Text passage –
Road to recovery |

Road to recovery

When Debby Wisecup's brain started bleeding, medical bills, community support piled up

On June 27, Debby Wisecup had a bad headache.

She’d had migraines before, so when Debby told her daughter Alicia, then 17, about her headache, Alicia didn’t think too much of it.

But when her mother started to get sick, Alicia called her father, Chuck Wisecup, chief of the Oak Creek Fire Protection District, who said he’d come right away. Chuck also called an ambulance to get Debby to Yampa Valley Medical Center.

At the hospital, doctors discovered Debby’s brain was bleeding.

After years of working on accidents and medical emergencies across Routt County, Chuck suddenly found himself handling a personal emergency.

His thoughts were focused on his wife, and not on how he would pay for the ambulance ride, which then turned into a $14,000 Flight for Life helicopter trip to Denver.

Just a few days earlier, Chuck learned he didn’t have health insurance.

Chuck had worked for the Oak Creek Public Works Department for about 20 years, during which time the town bought his insurance.

When he became fire chief Jan. 1, he had funds added to his salary to buy his own insurance. A letter in the mail just a few days before Debby was taken to the hospital told Chuck his family hadn’t been accepted by his first-choice carrier.

A bleeding brain

At first, Chuck said he didn’t think his wife would be alive when she arrived at the hospital in Denver.

When Chuck asked the doctors to tell him about his wife’s condition, they weren’t hopeful.

“I said, ‘I want it straight up. Tell me,'” Chuck said. “(The doctor) said, ‘It doesn’t look good.'”

But as bad as it was, Chuck said it could have been worse. Debby suffered a spontaneous brain bleed, in which there is generalized bleeding in the brain’s ventricles. Typically that’s not as serious as some strokes or aneurysms, Chuck said.

But it was bad enough to keep Debby in a coma for two weeks and at Denver Medical Center for 40 days.

During that time, Chuck and his daughter stayed at a hotel across the street. Chuck’s son and his wife stayed in Denver for two weeks.

It was 542 steps from the hotel room to Debby’s hospital bed, Chuck said.

Chuck said he thought Debby might have high blood pressure, but she never went to the doctor to get it checked out. She’s a “very strong-willed person,” he said.

Then again, it’s that strong will and determination that, Chuck believes, helped his wife survive.

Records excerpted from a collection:
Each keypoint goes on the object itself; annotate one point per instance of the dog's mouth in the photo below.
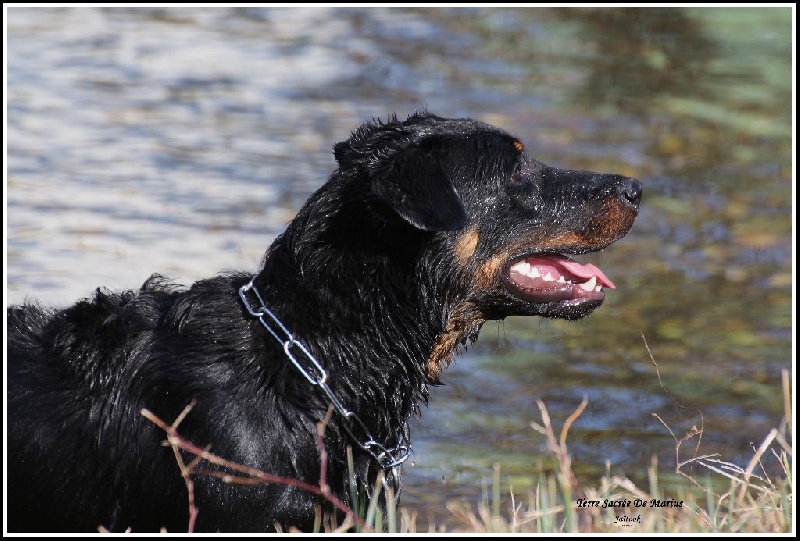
(555, 278)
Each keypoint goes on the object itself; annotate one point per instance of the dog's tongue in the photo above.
(559, 265)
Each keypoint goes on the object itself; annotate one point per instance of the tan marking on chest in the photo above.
(464, 321)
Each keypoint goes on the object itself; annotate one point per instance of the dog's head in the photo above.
(489, 229)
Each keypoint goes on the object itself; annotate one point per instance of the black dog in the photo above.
(428, 228)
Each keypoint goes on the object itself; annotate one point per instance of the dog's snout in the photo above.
(630, 190)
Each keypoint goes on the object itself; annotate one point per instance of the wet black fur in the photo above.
(364, 275)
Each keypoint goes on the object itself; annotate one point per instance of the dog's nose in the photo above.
(630, 190)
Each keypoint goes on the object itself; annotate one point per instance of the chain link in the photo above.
(389, 458)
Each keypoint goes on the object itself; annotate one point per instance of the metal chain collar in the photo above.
(389, 458)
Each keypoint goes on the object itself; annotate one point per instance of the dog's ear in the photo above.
(413, 182)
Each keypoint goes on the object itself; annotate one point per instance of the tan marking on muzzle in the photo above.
(465, 247)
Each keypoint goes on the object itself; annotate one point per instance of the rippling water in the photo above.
(182, 140)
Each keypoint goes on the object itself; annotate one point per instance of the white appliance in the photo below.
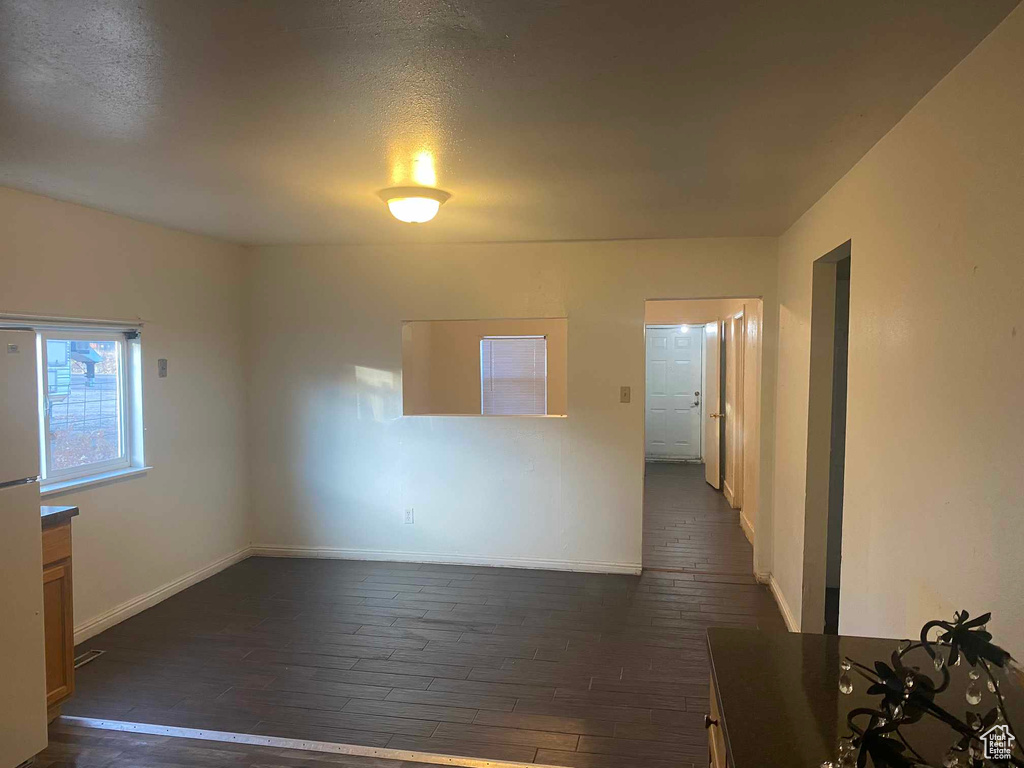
(23, 662)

Problem 1 –
Quote the article about Debby Wisecup's brain bleed, starting at "She’d had migraines" and ending at "a personal emergency.".
Problem 2 –
In the article about Debby Wisecup's brain bleed, how many steps was it from the hotel room to her hospital bed?
Problem 3 –
Proceed with the article about Debby Wisecup's brain bleed, picking up after its final sentence.

Written response 1 –
She’d had migraines before, so when Debby told her daughter Alicia, then 17, about her headache, Alicia didn’t think too much of it.

But when her mother started to get sick, Alicia called her father, Chuck Wisecup, chief of the Oak Creek Fire Protection District, who said he’d come right away. Chuck also called an ambulance to get Debby to Yampa Valley Medical Center.

At the hospital, doctors discovered Debby’s brain was bleeding.

After years of working on accidents and medical emergencies across Routt County, Chuck suddenly found himself handling a personal emergency.

Written response 2 –
It was 542 steps.

Written response 3 –
Alicia agreed. She remembers how a doctor in Denver told the family that Debby had about a 10 percent chance of waking up, and that he’d be shocked if she came out of the coma in six months.

“Two days later, she opens her eyes,” Alicia said. “She’s feisty, which is good. … I had hope that she was going to beat the odds.”

Starting to recover

On Monday, it will be exactly five weeks since Debby arrived at the Doak Walker Care Center at Yampa Valley Medical Center. When she first came, she couldn’t sit on the side of her bed by herself.

Now she’s sitting, walking, talking and doing simple activities, such as brushing her hair and making peanut butter and honey sandwiches.

She watches MTV — her favorite TV station — and Chuck said she’ll hopefully be able to play her PlayStation in a few months. Debby, he said, has a youthful heart.

Sometimes she gets frustrated that she can only do simple things, Chuck said, but even that frustration is a good sign.

“There’s a lot of things that I see in the old Deb,” Chuck said.

Chuck has been recording every step of his wife’s progress. He has a daily log of Debby’s temperature, blood pressure and other vital signs, and he wrote down the first time she opened her eyes, the first time she cried, the first time she spoke.

Debby doesn’t have good short-term memory and her balance and coordination need to improve, but she’s making progress, Chuck said.

“I have that record, and so at some point I can go back through it and tell her,” he said. “That’s one thing that’s been very hard for her. Every time I tell her she was in Denver for 40 days, she shakes her head and starts crying because that part of her life is blank.”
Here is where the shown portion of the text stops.